**RAW DATA**.
»»

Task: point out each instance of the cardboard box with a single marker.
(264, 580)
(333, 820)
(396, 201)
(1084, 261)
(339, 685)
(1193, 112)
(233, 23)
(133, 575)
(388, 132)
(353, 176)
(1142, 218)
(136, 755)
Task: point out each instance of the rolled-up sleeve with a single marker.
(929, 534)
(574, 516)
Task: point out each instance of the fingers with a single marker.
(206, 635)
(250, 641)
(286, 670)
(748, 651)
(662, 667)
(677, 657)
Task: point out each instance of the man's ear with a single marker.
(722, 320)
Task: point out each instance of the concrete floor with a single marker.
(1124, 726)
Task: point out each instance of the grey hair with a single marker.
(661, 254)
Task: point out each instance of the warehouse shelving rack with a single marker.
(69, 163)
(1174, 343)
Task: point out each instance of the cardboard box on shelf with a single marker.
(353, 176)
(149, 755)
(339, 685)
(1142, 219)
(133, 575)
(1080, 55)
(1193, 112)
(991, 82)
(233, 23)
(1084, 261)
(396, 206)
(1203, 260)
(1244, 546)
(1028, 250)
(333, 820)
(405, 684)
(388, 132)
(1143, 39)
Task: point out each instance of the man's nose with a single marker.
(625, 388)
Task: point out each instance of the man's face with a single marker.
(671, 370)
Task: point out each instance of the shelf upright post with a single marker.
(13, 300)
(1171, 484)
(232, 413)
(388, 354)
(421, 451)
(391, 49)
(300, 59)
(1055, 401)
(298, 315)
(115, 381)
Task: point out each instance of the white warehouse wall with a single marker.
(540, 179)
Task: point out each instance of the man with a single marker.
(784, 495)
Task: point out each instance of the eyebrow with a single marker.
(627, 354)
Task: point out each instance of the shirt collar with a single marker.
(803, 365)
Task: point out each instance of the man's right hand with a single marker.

««

**GIVEN TASK**.
Reproduce the data word for word, beginning at its first line and stopping after the line that contains "(1174, 343)". Include both of those lines.

**WRITTEN REPLY**.
Task: point out each instance of the cardboard box with a single marker.
(264, 580)
(333, 820)
(396, 201)
(1084, 261)
(339, 685)
(1193, 112)
(233, 23)
(133, 575)
(388, 132)
(353, 176)
(1142, 218)
(136, 755)
Task: point out each instance of the rolled-up sleeve with a single marker.
(929, 534)
(574, 516)
Task: point out each instance of the fingers with a single marker.
(206, 635)
(250, 641)
(286, 670)
(748, 651)
(662, 667)
(677, 657)
Task: point out each instance of the man's ear with a single marker.
(722, 320)
Task: point out each instance of the concrete floor with a single marker.
(1124, 726)
Task: point out each instance of the grey hair with a single marker.
(661, 254)
Task: point out each instance of the warehouse shelving rack with a single marker.
(69, 163)
(1174, 343)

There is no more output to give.